━━ SOURCE EXCERPT ━━
If you’re hosting your databases within a Virtual Machine (VM) or on some big iron, one of the principal bottlenecks you’re likely to see within your PostgreSQL clusters is I/O. With I/O at the center of potential performance problems, a good understanding of how PostgreSQL manages it is very important. I’m going to start with just how things are stored on disk. We’ll get to how writes and reads occur in another article.
Before we get into the details, I do want to address a couple of issues around data storage and PostgreSQL. First up, extensions. Some of the most impactful extensions are directly focused on data storage (looking at you, TimeScale). They can change the fundamentals we’re going to cover here. As such, each of these would need to be addressed individually to understand how they impact PostgreSQL storage.
Also, if you’re running PostgreSQL on any of the cloud vendors’ Platform as a Service (PaaS) offerings, storage is, again, usually very different than the core behaviors of PostgreSQL. They would also have to be addressed individually (but I/O is still a very direct concern on the cloud). Some, but not all, of what’s covered in this article apply to the cloud platforms.
With that out of the way, let’s get started.
How PostgreSQL stores data: understanding page architecture
The whole idea behind a database is the ability to persist the data. You want your inventory of widgets to get stored so you can look at it later. That means writing out to disks. However, what is writing to disk and where is it being written? Unlike SQL Server which has one (or more) big file for all data, PostgreSQL has a collection of a large number of files. There is a methodology and structure to these files that you need to understand in order to later understand how the data gets written to and retrieved from these files.
While we’re going to be very focused on file, page, folder, etc., throughout this article, that’s just part of the physical nature of persisting your data. What is being persisted is still the logical information you’re most interested in – rows and columns. I just wanted to emphasize the distinction between the two here.
What are PostgreSQL pages?
The files themselves are stored in a collection of 8kb pages. Since this is PostgreSQL, you’re not limited to that if you choose to change the page allocation size when – or if – you compile your server. Since I’ll probably never be doing custom compilations of PostgreSQL (and most of you won’t either), we can safely say PostgreSQL stores data in 8kb pages within the files that define a table or index.
The pages have a defined structure. At the front, there’s the PageHeaderData. This is a 24-byte collection of data about the page. It includes things like the Write Ahead Log (WAL) Log Sequence Number (LSN) for the latest write to the page, an offset to where the free space within the page starts and other information about the data on the page.
━━━
[WORK TO DO]:
a – According to the PostgreSQL storage article, how many bytes does the PageHeaderData take up?
b – Reproduce the PostgreSQL storage article word for word from "How PostgreSQL stores" to "from these files.".
The material that comes after this point is separate from the PostgreSQL storage article.
━━ DATA EXCERPT ━━
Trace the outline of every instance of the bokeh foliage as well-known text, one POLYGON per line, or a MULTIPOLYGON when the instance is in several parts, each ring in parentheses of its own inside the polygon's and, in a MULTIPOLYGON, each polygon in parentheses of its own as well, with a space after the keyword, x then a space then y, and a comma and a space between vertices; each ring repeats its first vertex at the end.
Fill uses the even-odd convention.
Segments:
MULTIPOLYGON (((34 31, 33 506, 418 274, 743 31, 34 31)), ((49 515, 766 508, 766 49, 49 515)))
━━━
[TASK RESULTS]:
a – 24 bytes.

b –
How PostgreSQL stores data: understanding page architecture
The whole idea behind a database is the ability to persist the data. You want your inventory of widgets to get stored so you can look at it later. That means writing out to disks. However, what is writing to disk and where is it being written? Unlike SQL Server which has one (or more) big file for all data, PostgreSQL has a collection of a large number of files. There is a methodology and structure to these files that you need to understand in order to later understand how the data gets written to and retrieved from these files.